Segment Open

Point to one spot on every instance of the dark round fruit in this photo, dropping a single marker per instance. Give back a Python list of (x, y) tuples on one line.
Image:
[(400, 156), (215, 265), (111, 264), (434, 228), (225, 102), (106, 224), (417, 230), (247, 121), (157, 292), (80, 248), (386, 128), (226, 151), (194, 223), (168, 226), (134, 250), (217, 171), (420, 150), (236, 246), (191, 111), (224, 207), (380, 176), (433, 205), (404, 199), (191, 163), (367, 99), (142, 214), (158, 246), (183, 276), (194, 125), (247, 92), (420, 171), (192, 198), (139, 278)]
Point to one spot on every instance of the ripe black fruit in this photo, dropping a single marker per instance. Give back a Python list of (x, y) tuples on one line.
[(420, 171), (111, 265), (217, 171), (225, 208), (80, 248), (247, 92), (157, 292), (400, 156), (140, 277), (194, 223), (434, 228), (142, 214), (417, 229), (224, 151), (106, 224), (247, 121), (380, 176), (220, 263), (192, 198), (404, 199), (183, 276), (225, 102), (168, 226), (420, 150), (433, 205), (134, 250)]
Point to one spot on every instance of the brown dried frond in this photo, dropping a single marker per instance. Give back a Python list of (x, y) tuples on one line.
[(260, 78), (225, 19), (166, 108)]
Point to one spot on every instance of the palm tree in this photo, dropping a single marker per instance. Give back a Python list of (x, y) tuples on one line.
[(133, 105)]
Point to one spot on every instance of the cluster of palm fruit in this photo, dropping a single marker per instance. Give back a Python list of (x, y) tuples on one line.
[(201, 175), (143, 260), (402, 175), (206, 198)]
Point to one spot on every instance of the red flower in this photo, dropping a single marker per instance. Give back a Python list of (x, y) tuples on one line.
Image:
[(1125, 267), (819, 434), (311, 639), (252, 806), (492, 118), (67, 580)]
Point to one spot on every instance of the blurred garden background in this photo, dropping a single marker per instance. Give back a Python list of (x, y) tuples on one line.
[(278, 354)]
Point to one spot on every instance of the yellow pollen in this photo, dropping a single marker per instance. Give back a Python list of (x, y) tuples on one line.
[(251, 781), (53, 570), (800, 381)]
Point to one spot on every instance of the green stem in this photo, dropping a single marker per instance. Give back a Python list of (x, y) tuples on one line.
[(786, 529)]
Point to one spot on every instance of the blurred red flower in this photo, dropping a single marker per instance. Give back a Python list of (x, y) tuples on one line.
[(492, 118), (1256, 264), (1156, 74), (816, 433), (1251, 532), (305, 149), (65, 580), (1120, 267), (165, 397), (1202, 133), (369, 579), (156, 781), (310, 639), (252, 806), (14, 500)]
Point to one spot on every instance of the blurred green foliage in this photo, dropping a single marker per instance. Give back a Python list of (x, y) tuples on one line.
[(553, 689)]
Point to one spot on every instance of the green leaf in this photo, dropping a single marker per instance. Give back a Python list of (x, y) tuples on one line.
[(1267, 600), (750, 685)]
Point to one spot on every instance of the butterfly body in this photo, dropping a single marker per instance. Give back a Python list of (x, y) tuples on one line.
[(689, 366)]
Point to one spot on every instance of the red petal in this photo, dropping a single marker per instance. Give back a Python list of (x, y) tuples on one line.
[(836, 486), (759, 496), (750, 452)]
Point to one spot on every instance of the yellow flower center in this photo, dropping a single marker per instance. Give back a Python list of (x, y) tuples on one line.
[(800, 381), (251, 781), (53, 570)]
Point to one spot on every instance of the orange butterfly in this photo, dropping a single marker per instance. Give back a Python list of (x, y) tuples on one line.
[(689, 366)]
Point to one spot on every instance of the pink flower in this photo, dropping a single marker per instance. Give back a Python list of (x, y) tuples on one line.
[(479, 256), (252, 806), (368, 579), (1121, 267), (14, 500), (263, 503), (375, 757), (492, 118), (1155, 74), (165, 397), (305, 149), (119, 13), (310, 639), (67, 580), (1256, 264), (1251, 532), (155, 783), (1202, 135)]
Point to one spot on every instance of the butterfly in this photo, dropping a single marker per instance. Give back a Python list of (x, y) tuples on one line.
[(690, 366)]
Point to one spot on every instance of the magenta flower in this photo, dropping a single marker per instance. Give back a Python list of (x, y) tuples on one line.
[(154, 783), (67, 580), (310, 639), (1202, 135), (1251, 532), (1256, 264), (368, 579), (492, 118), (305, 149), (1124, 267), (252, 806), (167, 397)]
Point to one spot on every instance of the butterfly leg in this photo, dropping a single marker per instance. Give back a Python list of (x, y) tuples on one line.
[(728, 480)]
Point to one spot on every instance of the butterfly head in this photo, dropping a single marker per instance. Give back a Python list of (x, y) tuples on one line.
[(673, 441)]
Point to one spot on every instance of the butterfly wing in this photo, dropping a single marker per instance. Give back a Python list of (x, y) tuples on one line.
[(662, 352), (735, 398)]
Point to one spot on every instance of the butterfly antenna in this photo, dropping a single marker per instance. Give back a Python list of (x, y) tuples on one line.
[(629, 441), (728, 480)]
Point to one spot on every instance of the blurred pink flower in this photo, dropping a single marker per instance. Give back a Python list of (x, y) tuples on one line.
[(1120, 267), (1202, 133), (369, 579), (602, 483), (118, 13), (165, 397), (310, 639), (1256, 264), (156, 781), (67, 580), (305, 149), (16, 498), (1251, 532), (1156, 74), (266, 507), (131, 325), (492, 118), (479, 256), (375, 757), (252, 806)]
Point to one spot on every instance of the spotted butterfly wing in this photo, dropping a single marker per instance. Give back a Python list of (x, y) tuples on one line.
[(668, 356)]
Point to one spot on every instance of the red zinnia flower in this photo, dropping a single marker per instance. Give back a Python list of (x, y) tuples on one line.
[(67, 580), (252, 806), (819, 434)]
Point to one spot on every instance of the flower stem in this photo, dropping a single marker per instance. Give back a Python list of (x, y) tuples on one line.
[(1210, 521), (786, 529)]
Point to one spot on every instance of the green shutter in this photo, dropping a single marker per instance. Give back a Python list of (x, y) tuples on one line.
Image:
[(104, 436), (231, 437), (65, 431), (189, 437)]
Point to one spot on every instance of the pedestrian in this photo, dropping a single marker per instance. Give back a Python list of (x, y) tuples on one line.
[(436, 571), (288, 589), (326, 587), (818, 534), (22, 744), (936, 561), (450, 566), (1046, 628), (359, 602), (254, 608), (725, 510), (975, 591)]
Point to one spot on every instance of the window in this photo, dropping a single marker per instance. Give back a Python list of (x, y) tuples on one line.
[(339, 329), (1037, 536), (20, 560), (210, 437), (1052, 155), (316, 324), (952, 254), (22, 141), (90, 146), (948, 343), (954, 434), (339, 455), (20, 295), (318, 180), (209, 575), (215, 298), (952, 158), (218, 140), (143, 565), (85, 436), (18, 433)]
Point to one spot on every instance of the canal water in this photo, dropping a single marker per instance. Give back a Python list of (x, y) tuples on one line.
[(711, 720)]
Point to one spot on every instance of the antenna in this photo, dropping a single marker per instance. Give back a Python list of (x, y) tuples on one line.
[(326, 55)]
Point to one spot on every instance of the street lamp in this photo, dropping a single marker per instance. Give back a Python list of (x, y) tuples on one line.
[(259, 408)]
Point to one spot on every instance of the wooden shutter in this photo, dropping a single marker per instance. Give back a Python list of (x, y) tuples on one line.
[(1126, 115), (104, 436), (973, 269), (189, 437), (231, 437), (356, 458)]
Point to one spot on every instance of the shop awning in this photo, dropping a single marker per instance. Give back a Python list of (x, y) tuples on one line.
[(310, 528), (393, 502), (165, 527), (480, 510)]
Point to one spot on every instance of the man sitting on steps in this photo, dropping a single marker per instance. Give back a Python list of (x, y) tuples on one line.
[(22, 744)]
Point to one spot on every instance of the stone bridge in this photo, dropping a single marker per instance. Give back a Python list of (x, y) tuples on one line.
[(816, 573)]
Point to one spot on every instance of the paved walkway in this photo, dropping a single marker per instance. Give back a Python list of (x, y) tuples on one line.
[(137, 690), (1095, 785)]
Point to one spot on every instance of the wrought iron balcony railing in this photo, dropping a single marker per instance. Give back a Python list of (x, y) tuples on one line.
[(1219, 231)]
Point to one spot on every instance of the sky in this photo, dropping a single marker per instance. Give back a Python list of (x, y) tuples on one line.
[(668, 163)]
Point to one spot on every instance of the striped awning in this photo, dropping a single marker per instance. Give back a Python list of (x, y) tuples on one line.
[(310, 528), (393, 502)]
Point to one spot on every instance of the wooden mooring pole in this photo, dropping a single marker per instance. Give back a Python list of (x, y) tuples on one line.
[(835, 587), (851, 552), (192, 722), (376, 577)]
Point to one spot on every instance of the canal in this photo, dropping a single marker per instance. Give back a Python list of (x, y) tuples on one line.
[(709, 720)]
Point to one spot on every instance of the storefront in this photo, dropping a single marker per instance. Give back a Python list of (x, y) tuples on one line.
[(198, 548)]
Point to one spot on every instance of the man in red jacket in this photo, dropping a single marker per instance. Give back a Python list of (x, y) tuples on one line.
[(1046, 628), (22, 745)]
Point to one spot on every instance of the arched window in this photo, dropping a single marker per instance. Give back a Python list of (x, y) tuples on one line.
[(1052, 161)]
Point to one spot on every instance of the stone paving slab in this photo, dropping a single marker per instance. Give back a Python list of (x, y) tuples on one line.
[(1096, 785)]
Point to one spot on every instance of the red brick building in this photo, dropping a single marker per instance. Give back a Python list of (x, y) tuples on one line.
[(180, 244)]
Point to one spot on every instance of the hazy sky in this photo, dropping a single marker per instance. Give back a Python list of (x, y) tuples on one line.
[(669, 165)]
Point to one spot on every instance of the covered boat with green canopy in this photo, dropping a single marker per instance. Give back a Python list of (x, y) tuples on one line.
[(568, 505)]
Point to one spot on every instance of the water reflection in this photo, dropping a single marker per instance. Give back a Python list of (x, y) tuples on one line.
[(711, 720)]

Segment Closed

## Brief
Exactly and only the lines from the line containing "Point to one spot on every instance of the arched" through the last line of the entries should be copied, both ends included.

## Solution below
Point to one spot on every instance of the arched window in this photo, dropping a single marker per instance. Give back a Python list of (x, y) tuples on one line.
[(1052, 161)]
Point to one spot on every instance of the stone paving slab in this photo, dropping a single marker per instance. Give back a Python list of (x, y) tuples on one line.
[(1096, 785)]
Point to one spot on every instance of the red brick building in this photo, dropping a single marker per instance. Give back a Python list of (x, y) tuples on one line.
[(180, 244)]
Point to one spot on every instance of the hazy sky in this photo, dropping a single marker per instance. Give back a Python list of (x, y) tuples on one line.
[(669, 165)]
Point to one spot on every instance of the covered boat with green canopy in this photo, dropping a single marker per instance. Give back a Python list of (x, y) tuples on one line.
[(568, 505)]
Point to one spot on every instance of the water reflection in this photo, dropping a single marker per instance. Give back a Python list of (x, y) tuples on one line.
[(711, 720)]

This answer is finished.